Brief —
Quote the line containing "Please mark the region of every instance of the dark" and all lines that follow it in the listing below, exactly as written.

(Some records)
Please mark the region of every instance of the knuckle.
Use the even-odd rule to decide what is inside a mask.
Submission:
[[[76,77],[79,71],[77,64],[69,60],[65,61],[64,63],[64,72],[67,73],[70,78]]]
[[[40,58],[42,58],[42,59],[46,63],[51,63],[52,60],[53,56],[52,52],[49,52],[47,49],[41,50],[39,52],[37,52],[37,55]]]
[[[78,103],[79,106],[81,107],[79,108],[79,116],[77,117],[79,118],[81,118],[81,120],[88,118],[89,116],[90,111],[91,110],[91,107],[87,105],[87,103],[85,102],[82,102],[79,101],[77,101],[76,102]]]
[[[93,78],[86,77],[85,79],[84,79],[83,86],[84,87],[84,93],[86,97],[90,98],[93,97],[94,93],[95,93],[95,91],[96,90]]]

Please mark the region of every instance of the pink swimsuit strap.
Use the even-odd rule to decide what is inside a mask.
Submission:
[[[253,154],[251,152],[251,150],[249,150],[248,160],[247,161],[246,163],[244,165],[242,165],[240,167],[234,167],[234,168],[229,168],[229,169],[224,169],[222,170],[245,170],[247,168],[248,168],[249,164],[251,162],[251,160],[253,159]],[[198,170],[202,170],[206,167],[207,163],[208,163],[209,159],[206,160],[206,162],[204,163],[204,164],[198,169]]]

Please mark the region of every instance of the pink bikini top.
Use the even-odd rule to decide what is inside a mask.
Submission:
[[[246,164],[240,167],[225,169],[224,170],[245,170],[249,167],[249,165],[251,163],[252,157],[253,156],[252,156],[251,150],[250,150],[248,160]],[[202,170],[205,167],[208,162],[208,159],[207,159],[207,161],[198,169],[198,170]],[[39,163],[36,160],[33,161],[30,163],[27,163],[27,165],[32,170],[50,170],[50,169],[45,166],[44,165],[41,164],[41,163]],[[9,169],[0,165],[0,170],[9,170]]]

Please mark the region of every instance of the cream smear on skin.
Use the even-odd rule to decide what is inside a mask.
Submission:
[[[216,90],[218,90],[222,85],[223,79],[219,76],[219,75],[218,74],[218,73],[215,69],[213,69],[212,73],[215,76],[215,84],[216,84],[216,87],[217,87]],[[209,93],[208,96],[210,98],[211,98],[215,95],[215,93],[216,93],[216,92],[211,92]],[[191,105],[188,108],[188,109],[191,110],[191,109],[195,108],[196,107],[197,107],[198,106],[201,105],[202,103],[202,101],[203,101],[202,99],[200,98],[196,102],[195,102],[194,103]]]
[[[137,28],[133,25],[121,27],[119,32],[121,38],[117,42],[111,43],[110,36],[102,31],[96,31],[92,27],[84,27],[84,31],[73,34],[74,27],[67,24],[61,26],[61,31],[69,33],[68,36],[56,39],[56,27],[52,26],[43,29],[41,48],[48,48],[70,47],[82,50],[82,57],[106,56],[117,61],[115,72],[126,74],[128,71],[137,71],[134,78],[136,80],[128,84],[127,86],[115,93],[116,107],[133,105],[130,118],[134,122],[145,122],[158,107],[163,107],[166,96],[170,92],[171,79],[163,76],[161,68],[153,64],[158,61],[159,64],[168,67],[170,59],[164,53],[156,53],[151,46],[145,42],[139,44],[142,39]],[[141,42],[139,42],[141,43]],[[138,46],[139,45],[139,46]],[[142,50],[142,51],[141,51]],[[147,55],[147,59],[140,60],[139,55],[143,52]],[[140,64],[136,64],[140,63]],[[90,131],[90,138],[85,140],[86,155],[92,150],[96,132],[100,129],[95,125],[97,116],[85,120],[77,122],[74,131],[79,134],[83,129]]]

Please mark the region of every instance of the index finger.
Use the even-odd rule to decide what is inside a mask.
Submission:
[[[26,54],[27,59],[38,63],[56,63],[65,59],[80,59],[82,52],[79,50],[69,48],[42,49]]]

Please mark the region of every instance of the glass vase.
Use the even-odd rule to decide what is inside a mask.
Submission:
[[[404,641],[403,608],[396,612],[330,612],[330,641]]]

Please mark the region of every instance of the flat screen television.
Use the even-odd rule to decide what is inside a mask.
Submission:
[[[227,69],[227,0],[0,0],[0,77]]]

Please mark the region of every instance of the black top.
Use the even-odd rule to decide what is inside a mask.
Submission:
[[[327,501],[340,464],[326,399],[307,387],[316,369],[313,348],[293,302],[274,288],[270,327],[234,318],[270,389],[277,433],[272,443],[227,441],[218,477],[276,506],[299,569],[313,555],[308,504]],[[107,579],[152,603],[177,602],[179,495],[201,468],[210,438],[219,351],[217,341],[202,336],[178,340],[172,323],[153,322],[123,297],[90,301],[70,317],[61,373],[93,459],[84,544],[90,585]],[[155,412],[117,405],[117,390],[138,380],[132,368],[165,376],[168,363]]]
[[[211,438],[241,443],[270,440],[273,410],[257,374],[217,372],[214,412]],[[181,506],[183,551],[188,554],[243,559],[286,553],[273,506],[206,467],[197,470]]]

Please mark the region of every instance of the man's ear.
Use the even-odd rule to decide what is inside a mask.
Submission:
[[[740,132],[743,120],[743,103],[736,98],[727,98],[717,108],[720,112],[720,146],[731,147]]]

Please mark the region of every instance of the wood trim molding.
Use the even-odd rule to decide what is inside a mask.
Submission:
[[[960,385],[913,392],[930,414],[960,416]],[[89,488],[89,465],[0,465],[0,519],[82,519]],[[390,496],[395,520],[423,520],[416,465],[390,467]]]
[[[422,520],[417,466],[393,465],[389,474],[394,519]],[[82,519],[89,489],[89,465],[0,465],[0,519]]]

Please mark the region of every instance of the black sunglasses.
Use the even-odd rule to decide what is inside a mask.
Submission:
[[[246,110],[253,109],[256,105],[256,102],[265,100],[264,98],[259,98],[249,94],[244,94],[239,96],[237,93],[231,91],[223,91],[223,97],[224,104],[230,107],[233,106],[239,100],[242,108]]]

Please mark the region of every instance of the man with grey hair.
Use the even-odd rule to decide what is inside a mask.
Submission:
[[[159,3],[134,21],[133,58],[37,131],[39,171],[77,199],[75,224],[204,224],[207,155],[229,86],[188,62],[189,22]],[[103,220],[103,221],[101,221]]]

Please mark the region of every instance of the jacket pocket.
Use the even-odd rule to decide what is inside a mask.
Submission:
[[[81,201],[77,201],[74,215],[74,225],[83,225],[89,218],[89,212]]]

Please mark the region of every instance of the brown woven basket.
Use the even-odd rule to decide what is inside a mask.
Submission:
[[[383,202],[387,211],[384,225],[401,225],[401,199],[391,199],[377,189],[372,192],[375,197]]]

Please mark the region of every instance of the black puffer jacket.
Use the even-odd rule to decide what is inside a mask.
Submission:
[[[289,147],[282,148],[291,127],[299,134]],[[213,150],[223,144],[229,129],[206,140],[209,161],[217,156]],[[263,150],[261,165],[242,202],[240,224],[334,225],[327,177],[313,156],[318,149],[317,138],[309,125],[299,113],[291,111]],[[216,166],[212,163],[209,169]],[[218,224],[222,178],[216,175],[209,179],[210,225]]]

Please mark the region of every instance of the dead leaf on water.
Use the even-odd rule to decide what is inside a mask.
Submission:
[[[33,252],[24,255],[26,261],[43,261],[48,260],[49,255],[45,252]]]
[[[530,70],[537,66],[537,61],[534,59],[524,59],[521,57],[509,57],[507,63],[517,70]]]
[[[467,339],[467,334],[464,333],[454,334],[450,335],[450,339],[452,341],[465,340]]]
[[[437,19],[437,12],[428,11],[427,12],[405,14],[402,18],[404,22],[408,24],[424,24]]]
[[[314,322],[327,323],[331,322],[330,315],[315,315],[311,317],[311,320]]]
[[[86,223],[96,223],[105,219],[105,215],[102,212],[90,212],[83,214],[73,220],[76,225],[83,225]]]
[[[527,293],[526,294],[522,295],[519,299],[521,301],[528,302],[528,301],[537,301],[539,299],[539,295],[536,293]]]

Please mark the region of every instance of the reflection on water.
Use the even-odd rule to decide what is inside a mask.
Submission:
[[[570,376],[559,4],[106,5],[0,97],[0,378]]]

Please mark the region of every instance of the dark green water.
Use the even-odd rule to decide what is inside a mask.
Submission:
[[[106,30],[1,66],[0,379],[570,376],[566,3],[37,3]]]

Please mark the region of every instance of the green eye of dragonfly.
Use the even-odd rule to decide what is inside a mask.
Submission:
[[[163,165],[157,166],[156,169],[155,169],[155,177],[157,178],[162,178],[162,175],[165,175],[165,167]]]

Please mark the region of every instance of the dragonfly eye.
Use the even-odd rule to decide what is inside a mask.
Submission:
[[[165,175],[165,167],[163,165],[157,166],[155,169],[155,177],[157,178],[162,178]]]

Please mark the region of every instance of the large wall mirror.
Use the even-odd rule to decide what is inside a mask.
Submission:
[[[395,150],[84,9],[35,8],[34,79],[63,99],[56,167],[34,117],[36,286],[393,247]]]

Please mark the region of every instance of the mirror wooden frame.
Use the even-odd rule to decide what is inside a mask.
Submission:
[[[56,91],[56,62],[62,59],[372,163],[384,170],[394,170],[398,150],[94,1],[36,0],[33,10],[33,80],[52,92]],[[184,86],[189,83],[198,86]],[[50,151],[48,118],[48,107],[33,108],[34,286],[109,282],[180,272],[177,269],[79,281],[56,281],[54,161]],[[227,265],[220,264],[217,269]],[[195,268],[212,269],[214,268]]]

Completed task —
Please mark the region of every instance of the dark green water.
Use the even-odd rule to decide what is inside a mask.
Submission:
[[[106,30],[1,66],[0,379],[570,376],[566,3],[37,3]]]

Please mark the region of every instance of the green eye of dragonfly.
Use the even-odd rule to decide what is inside a mask.
Submission:
[[[163,165],[157,166],[156,169],[155,169],[155,177],[157,178],[162,178],[162,175],[165,175],[165,167]]]

Please mark the region of every instance of the dragonfly eye.
Use the even-odd rule to decide what is inside a mask.
Submission:
[[[165,175],[165,167],[163,165],[157,166],[155,169],[155,177],[157,178],[162,178]]]

Please mark the region of every instance of the large wall mirror.
Use the even-odd rule to decide what is inside a mask.
Submission:
[[[395,150],[84,9],[35,8],[34,79],[63,99],[56,167],[34,117],[36,286],[393,247]]]

Please mark the region of every instance of the mirror wooden frame.
Use the even-odd rule to decide what is inside a mask.
Submission:
[[[56,91],[56,62],[62,59],[372,163],[384,170],[394,170],[398,150],[94,1],[36,0],[33,10],[33,80],[52,92]],[[184,86],[189,83],[198,86]],[[50,151],[48,118],[48,107],[33,108],[34,286],[109,282],[180,272],[177,269],[79,281],[56,281],[54,161]],[[227,265],[220,264],[217,269]],[[195,268],[212,269],[214,268]]]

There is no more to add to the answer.